** Opening RECORDS PROVIDED block **

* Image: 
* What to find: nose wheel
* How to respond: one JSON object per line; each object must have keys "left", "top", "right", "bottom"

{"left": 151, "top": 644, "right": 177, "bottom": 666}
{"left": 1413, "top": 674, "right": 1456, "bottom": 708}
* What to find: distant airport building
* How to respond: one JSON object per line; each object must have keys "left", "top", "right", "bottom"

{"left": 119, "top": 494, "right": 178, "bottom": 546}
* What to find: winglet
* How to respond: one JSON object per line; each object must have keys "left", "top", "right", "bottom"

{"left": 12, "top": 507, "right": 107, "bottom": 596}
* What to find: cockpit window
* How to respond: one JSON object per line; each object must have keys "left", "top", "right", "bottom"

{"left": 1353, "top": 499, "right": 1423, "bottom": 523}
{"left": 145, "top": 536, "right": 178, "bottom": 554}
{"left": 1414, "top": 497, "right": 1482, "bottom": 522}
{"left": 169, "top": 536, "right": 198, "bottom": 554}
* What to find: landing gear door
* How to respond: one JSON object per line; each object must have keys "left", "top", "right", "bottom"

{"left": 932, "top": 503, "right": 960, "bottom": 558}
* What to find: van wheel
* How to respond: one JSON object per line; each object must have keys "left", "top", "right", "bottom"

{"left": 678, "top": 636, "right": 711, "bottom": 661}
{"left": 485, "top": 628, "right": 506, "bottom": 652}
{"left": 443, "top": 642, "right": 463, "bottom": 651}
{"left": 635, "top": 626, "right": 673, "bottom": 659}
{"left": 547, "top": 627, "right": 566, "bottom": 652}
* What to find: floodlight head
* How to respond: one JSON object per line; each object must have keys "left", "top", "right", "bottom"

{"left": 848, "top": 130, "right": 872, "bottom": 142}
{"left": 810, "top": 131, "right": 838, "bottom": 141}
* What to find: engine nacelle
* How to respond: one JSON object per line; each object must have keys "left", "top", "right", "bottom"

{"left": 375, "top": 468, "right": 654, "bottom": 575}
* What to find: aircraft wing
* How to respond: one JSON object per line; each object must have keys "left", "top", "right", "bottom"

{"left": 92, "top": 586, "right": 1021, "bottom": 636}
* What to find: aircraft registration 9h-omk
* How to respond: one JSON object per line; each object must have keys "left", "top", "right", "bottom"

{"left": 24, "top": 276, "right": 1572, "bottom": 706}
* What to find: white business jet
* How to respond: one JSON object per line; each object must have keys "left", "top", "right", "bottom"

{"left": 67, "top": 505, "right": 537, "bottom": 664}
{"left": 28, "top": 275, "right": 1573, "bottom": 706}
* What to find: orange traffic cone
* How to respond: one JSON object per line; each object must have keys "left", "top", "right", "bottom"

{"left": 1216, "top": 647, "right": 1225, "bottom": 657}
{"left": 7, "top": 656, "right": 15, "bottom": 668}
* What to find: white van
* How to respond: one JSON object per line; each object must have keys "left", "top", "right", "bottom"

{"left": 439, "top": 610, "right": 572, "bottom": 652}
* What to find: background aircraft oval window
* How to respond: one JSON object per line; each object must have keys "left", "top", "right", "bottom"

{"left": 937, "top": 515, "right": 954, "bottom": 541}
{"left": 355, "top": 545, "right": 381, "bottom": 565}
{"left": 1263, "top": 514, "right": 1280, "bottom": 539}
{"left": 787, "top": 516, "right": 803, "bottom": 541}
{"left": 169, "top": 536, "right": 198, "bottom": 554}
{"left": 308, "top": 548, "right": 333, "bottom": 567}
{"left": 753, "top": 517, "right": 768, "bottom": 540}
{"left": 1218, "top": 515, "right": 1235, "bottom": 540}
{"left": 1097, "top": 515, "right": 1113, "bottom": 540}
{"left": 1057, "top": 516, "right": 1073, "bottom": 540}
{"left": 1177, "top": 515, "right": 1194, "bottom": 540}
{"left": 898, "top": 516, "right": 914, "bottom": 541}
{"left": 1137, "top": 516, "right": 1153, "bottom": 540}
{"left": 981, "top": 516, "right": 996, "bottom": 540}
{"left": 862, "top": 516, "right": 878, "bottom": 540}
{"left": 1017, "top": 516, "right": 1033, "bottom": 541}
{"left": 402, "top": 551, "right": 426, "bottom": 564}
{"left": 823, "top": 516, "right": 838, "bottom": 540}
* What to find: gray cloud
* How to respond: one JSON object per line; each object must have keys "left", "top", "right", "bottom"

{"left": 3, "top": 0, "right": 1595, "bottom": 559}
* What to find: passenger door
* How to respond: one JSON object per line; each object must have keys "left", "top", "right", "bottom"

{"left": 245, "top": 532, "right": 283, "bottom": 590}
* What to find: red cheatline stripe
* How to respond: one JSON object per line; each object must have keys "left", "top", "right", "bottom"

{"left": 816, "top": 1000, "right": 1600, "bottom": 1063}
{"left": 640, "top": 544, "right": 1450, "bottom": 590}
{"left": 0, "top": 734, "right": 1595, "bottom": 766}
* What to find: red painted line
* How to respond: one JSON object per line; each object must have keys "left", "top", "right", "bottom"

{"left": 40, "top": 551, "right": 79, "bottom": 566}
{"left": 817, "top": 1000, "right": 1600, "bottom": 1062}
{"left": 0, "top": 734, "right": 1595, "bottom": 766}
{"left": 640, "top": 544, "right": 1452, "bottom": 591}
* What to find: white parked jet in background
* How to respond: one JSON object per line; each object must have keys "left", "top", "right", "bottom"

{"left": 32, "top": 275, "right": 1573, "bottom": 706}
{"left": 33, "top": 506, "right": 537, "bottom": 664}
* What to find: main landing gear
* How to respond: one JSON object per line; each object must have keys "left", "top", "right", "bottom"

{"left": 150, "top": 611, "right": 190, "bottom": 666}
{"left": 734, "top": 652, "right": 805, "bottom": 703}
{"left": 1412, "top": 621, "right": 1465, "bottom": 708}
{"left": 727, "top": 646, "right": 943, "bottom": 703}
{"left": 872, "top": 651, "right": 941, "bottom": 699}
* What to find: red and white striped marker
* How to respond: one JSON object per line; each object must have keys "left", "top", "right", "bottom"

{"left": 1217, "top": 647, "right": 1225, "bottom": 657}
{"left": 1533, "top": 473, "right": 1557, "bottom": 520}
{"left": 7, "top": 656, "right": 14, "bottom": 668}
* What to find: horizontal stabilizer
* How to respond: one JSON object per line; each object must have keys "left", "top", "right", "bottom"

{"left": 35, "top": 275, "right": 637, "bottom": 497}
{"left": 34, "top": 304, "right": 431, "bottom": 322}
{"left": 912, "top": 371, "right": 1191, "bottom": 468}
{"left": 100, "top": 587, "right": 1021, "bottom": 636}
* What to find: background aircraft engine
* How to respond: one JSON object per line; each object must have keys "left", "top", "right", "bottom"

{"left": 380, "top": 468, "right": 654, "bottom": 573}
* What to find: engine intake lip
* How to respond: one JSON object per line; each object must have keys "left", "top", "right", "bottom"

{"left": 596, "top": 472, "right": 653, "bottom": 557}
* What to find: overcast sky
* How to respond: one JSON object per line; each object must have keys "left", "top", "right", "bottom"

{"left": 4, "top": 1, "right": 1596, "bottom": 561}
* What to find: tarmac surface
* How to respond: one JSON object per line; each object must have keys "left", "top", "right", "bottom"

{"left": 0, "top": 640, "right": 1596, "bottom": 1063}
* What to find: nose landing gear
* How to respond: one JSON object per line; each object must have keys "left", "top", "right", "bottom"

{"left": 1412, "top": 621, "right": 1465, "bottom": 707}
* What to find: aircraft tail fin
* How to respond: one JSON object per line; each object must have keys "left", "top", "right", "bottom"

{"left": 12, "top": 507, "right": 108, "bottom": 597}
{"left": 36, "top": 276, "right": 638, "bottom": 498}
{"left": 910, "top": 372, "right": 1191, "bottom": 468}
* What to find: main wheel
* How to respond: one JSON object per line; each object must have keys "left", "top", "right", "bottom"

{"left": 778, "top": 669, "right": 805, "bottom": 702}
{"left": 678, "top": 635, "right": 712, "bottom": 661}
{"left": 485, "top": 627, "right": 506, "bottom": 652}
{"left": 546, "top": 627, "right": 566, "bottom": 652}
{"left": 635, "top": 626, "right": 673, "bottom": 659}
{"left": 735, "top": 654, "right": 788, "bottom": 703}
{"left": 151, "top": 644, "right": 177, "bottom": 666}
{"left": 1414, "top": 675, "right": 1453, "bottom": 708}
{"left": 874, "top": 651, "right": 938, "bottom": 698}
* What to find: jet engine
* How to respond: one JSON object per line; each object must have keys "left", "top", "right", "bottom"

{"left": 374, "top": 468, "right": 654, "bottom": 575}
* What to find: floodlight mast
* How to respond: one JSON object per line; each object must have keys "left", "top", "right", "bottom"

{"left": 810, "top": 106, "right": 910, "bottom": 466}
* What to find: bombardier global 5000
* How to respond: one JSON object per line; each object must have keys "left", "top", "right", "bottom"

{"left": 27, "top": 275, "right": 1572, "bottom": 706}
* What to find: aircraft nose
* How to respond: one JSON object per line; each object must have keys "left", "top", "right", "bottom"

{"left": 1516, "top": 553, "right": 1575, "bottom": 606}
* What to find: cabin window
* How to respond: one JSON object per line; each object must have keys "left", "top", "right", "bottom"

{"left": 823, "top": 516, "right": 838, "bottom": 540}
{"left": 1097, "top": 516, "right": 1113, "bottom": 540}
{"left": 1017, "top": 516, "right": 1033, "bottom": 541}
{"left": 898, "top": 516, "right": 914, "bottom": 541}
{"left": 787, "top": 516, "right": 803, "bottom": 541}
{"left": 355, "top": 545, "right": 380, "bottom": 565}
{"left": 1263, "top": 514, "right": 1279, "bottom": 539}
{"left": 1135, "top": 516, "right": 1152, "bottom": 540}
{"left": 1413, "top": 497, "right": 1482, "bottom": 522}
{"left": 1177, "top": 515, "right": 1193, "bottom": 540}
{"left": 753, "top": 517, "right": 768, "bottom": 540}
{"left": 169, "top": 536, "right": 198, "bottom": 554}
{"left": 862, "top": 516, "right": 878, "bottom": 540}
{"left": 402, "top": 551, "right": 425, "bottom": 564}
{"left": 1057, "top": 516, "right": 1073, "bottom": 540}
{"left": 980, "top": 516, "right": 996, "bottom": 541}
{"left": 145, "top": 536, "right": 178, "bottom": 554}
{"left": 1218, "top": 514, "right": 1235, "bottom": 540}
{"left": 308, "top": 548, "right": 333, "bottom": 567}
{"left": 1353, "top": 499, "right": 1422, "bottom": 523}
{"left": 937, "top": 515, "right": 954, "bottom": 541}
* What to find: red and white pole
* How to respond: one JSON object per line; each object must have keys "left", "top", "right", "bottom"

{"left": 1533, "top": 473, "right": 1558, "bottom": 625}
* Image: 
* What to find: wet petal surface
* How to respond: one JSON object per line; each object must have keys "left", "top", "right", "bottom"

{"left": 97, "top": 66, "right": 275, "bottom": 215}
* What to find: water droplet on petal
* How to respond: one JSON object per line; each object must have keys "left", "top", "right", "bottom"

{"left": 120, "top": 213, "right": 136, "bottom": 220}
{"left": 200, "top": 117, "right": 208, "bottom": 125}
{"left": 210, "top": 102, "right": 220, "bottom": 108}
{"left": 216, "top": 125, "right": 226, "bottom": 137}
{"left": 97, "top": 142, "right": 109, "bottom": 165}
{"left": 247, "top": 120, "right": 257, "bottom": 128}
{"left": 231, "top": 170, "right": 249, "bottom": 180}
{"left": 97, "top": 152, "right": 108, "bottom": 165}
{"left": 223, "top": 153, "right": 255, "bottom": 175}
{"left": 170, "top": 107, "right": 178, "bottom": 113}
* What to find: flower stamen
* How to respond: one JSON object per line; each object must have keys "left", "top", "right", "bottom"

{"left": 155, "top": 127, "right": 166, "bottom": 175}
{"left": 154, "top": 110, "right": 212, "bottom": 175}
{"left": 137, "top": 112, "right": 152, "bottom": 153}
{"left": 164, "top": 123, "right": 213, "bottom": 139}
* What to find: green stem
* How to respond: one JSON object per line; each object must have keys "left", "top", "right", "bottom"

** Closing RECORDS PROVIDED block **

ASSIGNMENT
An exact copy of the lines above, from the one containing "engine intake lip" through the one containing "aircraft tail fin", is the whole of the answer.

SOLUTION FOR THIS PROBLEM
* What to find: engine intake lip
* How to respond: one JSON object per line; each object must have keys "left", "top", "right", "bottom"

{"left": 596, "top": 472, "right": 653, "bottom": 557}
* What to find: overcast sky
* How to respond: one JSON object per line; each object must have keys "left", "top", "right", "bottom"

{"left": 4, "top": 1, "right": 1596, "bottom": 561}
* What to find: tarmac surface
* How to respond: one JSON object per line; each object must have keys "left", "top", "right", "bottom"

{"left": 0, "top": 640, "right": 1596, "bottom": 1063}
* What to find: nose landing gear
* How to respond: one JSON object per line; each object must have keys "left", "top", "right", "bottom"

{"left": 1412, "top": 621, "right": 1465, "bottom": 707}
* What to find: aircraft tail fin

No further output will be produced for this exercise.